▶ [Provided records]
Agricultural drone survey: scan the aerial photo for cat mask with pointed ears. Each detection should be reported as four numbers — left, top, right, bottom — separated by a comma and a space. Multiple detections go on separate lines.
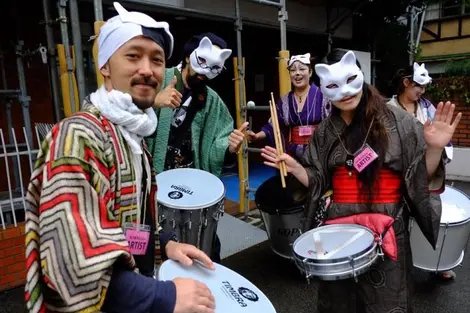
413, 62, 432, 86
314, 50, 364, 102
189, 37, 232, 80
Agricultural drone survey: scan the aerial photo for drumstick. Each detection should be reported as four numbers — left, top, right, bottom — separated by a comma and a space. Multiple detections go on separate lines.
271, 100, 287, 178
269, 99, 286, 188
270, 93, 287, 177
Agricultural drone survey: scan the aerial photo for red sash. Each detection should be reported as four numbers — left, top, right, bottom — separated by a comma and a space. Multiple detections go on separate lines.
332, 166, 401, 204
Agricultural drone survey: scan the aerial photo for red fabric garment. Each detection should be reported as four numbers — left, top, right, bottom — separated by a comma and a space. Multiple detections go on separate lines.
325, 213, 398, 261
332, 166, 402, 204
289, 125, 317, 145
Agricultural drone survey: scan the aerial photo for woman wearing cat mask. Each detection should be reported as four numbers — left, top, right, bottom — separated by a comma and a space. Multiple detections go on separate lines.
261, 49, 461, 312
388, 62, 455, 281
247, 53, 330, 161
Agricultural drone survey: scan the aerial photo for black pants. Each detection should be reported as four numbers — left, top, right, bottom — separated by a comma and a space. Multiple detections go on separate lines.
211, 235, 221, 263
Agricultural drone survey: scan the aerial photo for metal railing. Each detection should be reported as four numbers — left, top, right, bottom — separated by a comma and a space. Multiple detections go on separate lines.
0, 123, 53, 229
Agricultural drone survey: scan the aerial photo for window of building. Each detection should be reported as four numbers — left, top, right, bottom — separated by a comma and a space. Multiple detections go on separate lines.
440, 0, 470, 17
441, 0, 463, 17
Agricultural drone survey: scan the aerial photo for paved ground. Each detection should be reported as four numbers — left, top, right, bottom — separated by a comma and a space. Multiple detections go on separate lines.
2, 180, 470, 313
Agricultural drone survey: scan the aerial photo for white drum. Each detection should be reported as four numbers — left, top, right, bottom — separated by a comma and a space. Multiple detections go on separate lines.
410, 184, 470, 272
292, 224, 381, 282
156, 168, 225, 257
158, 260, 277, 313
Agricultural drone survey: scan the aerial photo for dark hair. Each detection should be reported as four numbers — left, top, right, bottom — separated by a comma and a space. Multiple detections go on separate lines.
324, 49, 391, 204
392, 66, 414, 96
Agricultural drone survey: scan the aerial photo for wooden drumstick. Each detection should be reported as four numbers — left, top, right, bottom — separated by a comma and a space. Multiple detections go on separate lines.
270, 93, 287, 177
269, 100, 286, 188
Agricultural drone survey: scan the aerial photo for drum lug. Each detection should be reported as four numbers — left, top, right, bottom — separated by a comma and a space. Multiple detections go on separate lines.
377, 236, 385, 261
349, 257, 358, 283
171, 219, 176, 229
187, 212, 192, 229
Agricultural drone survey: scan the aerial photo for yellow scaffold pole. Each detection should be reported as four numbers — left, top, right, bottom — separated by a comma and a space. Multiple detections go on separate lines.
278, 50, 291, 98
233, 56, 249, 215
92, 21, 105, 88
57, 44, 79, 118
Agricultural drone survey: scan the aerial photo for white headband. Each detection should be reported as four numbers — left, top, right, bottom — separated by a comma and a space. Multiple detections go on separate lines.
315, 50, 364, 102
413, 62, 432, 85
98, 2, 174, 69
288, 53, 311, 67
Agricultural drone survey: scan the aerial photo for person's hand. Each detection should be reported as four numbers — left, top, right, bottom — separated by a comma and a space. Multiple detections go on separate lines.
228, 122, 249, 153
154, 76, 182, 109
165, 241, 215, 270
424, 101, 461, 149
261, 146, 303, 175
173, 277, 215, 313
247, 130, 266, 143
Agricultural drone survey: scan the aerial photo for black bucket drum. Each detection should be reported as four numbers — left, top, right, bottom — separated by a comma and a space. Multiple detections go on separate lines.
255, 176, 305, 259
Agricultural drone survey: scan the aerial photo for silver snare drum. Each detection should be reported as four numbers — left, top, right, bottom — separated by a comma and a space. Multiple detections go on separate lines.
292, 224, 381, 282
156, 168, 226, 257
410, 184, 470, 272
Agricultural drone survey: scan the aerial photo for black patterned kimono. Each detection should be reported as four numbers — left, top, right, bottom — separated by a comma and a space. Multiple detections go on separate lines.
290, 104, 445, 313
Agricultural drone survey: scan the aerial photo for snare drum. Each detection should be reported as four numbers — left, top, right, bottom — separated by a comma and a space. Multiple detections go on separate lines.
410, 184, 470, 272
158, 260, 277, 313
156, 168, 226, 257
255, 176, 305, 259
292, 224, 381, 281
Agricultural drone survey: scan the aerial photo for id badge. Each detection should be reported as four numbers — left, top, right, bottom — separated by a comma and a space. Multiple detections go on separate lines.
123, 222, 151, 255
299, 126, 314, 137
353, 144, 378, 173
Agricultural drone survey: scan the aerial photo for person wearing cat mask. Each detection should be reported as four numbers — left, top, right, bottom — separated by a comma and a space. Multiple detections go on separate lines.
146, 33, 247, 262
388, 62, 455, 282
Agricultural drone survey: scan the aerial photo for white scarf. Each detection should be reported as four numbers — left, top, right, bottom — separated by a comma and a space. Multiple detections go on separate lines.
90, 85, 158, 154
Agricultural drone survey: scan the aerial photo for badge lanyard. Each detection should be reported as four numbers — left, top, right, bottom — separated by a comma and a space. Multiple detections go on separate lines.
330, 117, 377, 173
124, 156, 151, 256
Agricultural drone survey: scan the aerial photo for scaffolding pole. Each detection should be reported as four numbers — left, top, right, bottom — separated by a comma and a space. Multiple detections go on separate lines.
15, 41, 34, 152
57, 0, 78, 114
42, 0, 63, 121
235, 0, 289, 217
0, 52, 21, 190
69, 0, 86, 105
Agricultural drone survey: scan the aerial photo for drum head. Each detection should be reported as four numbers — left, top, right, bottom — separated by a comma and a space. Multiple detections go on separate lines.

▶ [What you need to do]
Everything in the records above should be retyped exactly except the pictures.

▶ [Exercise answer]
Agricultural drone survey: scan the aerial photo for cat mask with pointed ears. Each detection should be reported as four numbers — left, top, right, bottom — separated by a comma and a space. Multiple detections go on separate lines.
413, 62, 432, 86
314, 50, 364, 102
189, 37, 232, 80
Agricultural drone survey: scan the aerial photo for drumstick. Each detection should be reported as four numbers — left, top, right, bottom — separated by a comma and a space. Multiple detections go on separate lines.
271, 100, 287, 178
269, 99, 286, 188
270, 93, 287, 177
Agricultural drone survey: scan the aerial photo for red sash. Each detection should be reported as four numbers — left, top, right, bottom — separated by a comma and a space. Multiple detections go on separate lines.
332, 166, 401, 204
Agricultural drone survey: scan the aerial photo for red fabric garment. Each detection should be reported as four numbers — left, top, right, bottom — separated by a comma and a space. Multiple detections go on separate lines.
325, 213, 398, 261
332, 166, 402, 204
289, 125, 317, 145
Agricultural drone survey: scan the aerial photo for woman wearing cat mask. Each detection should be reported as four numbers — left, top, right, bottom — separated by a comma and a space. Multiple detections go on separate lines.
261, 49, 461, 312
388, 62, 455, 281
247, 53, 330, 161
Agricultural drone survey: scan the aerial photo for black pants. Each detection should be reported as four numbers — left, top, right, bottom — separated by a comma and a space. Multiple detections go on separate lines.
211, 235, 221, 263
Agricultural drone survey: scan the aerial photo for metal railing. Each detection should be reported as four numbers — left, top, right, bottom — separated by a comma and a space. Multiple detections go on separate lines.
0, 123, 53, 229
Agricultural drone survey: scan the aerial photo for window of building. Each detection should be reported as four numbers — left, top, right, bottom — separated by a comma and a space. Multiple detections go on separate lines.
440, 0, 470, 17
441, 0, 463, 17
Agricultural drone survey: scan the aerial photo for paved ground. Each detection should be reported as four numbers — left, top, right, bottom — separated by a comma and a space. Multiple detections go on separate lines.
2, 180, 470, 313
Agricultural drone survey: scan the aerial photo for white drum. Each detection should be reported as four numbers — left, top, right, bottom — separated by a comma and a space. Multiple detections go on separate lines.
410, 184, 470, 272
292, 224, 381, 282
156, 168, 225, 257
158, 260, 277, 313
Agricultural drone survey: scan the aerial photo for dark hair. Each detection should be reported as four numbers — left, top, right, bottom — separated by a comma and a space. Multiple detections go on separate lines.
324, 49, 391, 204
392, 66, 414, 96
Agricultural drone survey: scan the aerial photo for wooden drumstick. Each detection should be reported as four numbers — left, top, right, bottom — separated by a comma and a space. Multiple detections go on separate lines.
270, 93, 287, 177
269, 100, 286, 188
Agricultural drone survey: scan the aerial photo for drum lug. Each detection should be reported as four numbers — left, top, right, bottom — separated by a comma and a space. Multiple detections go on separate lines.
377, 236, 385, 261
349, 257, 358, 283
171, 219, 176, 229
187, 212, 192, 229
Agricultural drone survey: scan the aerial photo for yellow scaffold pole. Each detection should be reported as four numbers — left, top, right, bottom — separated by a comma and a space. Multiple detections go on separate lines.
278, 50, 291, 98
233, 56, 249, 215
92, 21, 105, 88
57, 44, 79, 118
Agricultural drone survey: scan the aerial photo for white headband. Each detection should be reported as four numbers — left, top, right, bottom — separated by a comma and a space. Multiple detections go on separate lines.
315, 50, 364, 102
413, 62, 432, 85
98, 2, 174, 69
288, 53, 311, 67
Agricultural drone survey: scan the aerial photo for person's hand. Each detection should be reported as four numbers — left, top, right, bottom — separated by a comma and a space. Multiple detections go on separate lines.
228, 122, 249, 153
154, 76, 182, 109
165, 241, 215, 270
424, 101, 461, 149
261, 146, 303, 175
173, 277, 215, 313
247, 130, 266, 143
Agricultural drone survey: scan the aerial photo for black bucket drum. Each detection should be reported as four numbers — left, top, right, bottom — separated by a comma and a space. Multiple detections go on separate lines.
255, 176, 305, 259
Agricultural drone survey: scan the aerial photo for silver snare drum. Each detection should be reported as four numbers — left, top, right, bottom — separated by a comma and a space. Multiple detections go on separate lines.
292, 224, 381, 282
156, 168, 226, 257
410, 184, 470, 272
Agricultural drone survey: scan the aerial photo for black patterned kimono. Each detection should be reported as four numbers — left, top, right, bottom — separated by a comma and a space. Multiple detections go on separate lines.
290, 104, 445, 313
Agricultural drone survey: scan the aerial photo for snare drum. Each detection should be reported as four numbers — left, top, right, bottom — separated by a comma and a space. Multiple detections go on separate lines.
410, 184, 470, 272
158, 260, 277, 313
156, 168, 226, 257
255, 176, 305, 259
292, 224, 381, 281
Agricultural drone survey: scan the aerial photo for id badge. Each detection should be reported as four numbers — left, top, right, bottom — separated by a comma and a space. Multiple detections go on separate lines.
123, 222, 151, 255
299, 126, 314, 137
353, 144, 378, 173
Agricultural drone survey: scan the aerial photo for person wearing cat mask. Each detection should be reported as four numbers — left, top, right, bottom — separated by a comma and a space. Multiple detections go on separate lines.
146, 33, 247, 262
388, 62, 455, 282
Agricultural drone survey: scan the aerial photo for white scarf. Each detection should be reported as four numbers — left, top, right, bottom — separated by a comma and a space. Multiple detections go on separate lines.
90, 85, 158, 154
Agricultural drone survey: scan the aerial photo for badge lanyard. Each detection should be reported as four numbers — left, top, right, bottom — separated by a comma and a space. Multiple detections go on separate lines.
330, 117, 377, 173
124, 156, 151, 256
Agricultural drone survey: scan the aerial photo for scaffolding pole. Each detection should be reported as four numbers — left, top, right, bottom — separated by a comma and a space. Multiple detections go on separate lines.
15, 41, 34, 152
57, 0, 78, 114
42, 0, 63, 121
235, 0, 289, 217
0, 52, 21, 190
69, 0, 86, 105
Agricultural drone survey: scan the aerial photo for drum head. Each detection should be reported as four numbers — left, top, right, bottom — separated by a comma and a space. Multiple detections go on separate lines.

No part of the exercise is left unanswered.